* **Task requirements**
Please show every line of the items below that contains the word "mesh", copying each such line in full.
# start of Listed records
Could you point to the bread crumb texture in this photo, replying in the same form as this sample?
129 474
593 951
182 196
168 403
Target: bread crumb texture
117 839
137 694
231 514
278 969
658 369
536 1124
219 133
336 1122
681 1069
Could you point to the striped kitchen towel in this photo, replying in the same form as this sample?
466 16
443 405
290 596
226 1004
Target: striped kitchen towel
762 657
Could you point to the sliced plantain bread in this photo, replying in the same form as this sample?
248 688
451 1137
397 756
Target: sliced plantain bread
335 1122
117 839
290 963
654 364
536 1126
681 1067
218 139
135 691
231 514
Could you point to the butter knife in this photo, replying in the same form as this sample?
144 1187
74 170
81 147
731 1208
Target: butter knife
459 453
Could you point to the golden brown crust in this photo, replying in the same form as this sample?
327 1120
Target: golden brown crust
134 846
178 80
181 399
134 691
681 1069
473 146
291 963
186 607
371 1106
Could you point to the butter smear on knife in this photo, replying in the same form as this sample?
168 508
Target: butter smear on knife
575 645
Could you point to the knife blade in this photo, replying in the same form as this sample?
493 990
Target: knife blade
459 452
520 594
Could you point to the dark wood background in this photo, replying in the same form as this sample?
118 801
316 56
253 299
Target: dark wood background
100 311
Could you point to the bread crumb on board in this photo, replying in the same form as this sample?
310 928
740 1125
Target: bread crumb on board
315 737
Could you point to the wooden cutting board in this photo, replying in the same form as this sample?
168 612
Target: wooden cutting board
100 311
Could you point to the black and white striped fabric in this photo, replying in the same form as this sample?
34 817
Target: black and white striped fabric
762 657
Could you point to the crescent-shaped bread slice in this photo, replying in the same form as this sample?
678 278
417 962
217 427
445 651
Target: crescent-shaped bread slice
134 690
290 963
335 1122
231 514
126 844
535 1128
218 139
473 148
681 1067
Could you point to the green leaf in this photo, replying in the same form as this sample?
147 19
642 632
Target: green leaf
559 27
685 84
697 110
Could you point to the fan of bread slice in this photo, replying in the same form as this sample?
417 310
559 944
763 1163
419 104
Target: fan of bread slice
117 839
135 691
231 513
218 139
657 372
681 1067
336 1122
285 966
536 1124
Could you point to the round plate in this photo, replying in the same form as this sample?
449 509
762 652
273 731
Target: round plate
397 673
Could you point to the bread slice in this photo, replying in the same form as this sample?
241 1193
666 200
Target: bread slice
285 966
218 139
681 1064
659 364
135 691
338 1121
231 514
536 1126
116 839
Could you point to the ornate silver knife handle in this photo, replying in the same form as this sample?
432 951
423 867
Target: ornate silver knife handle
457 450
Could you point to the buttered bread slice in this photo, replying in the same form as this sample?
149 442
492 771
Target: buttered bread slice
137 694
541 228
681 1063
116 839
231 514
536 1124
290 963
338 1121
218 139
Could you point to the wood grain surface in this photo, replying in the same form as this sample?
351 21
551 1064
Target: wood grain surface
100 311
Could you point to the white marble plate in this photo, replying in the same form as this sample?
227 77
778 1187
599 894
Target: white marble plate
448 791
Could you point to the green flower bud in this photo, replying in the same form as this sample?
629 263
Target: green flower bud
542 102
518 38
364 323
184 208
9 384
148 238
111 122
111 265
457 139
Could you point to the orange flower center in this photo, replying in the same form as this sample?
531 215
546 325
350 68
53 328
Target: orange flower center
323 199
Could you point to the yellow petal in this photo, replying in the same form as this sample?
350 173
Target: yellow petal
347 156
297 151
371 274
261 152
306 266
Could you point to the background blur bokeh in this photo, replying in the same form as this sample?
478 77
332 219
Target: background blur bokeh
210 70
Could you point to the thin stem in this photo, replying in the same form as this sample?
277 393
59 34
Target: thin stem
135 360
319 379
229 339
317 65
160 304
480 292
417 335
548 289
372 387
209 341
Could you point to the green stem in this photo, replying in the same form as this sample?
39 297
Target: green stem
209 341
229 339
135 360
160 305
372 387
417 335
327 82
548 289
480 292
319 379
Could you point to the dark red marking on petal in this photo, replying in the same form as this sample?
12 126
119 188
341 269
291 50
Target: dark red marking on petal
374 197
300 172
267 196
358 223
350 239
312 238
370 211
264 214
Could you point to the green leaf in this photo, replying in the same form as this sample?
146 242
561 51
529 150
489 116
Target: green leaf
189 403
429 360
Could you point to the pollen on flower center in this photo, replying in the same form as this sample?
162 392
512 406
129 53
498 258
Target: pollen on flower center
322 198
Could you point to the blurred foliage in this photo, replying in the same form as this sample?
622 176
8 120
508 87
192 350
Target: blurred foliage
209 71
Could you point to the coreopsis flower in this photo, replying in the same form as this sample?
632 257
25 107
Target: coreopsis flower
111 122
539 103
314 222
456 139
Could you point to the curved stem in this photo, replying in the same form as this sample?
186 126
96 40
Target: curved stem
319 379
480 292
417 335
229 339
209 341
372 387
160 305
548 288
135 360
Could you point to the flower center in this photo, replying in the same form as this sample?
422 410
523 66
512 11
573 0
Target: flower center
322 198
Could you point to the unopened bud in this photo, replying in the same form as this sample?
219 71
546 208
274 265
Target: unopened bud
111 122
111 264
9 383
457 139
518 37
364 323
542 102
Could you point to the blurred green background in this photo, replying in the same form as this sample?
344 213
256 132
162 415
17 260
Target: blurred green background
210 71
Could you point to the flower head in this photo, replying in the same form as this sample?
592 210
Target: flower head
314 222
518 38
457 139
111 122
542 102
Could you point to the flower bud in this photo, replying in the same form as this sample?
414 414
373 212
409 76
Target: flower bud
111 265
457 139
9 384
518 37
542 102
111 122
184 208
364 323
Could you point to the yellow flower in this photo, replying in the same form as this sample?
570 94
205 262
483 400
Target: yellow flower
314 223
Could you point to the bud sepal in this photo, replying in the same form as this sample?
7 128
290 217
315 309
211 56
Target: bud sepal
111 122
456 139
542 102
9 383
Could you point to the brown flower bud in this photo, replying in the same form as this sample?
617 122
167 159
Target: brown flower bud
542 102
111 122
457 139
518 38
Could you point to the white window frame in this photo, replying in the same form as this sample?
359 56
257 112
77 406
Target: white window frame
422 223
# end of Listed records
# start of Listed records
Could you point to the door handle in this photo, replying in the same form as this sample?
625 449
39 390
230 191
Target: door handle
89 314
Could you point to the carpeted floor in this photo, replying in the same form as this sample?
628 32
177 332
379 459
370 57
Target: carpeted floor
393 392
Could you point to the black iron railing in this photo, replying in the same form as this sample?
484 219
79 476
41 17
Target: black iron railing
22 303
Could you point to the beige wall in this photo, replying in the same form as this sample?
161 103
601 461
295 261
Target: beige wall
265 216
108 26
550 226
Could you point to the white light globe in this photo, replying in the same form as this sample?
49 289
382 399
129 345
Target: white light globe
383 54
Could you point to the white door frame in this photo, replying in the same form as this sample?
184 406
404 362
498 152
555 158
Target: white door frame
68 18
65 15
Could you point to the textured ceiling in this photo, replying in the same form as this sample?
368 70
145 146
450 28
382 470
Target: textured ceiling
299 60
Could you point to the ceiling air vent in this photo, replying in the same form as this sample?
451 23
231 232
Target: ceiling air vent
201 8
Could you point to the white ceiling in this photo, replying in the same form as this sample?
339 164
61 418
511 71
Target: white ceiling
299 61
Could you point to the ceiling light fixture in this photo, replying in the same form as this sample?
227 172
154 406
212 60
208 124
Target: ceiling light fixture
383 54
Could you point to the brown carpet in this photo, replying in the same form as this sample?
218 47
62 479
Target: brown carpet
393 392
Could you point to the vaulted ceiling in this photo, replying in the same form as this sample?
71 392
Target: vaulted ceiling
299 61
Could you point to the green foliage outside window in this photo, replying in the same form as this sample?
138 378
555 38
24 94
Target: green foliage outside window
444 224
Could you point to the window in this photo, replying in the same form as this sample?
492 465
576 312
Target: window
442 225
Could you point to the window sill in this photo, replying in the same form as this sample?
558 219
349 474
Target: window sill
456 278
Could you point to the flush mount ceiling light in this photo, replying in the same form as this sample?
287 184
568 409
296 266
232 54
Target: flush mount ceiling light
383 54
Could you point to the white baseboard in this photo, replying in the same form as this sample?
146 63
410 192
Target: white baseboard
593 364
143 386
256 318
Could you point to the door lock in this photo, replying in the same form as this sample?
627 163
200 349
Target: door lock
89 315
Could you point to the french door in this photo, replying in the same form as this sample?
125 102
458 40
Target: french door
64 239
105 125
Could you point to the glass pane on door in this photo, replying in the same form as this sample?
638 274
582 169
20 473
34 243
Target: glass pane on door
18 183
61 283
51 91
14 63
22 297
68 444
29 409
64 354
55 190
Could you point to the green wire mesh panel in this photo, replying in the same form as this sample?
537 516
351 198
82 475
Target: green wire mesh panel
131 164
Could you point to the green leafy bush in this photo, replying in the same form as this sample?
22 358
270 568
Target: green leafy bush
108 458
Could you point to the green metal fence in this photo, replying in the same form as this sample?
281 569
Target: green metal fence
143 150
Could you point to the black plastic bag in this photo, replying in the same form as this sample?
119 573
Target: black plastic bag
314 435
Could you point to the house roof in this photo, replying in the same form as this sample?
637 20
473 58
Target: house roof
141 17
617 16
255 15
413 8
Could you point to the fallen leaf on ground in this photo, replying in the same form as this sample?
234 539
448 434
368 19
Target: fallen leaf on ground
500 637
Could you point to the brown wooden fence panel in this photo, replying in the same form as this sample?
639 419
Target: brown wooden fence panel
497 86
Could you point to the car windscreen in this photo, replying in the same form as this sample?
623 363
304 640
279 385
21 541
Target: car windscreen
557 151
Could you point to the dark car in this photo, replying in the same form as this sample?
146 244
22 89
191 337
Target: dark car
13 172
# end of Listed records
* **Exercise answer**
Could you point to the green wire mesh panel in this photo, replying in the same form as this sample?
Target: green wire mesh panel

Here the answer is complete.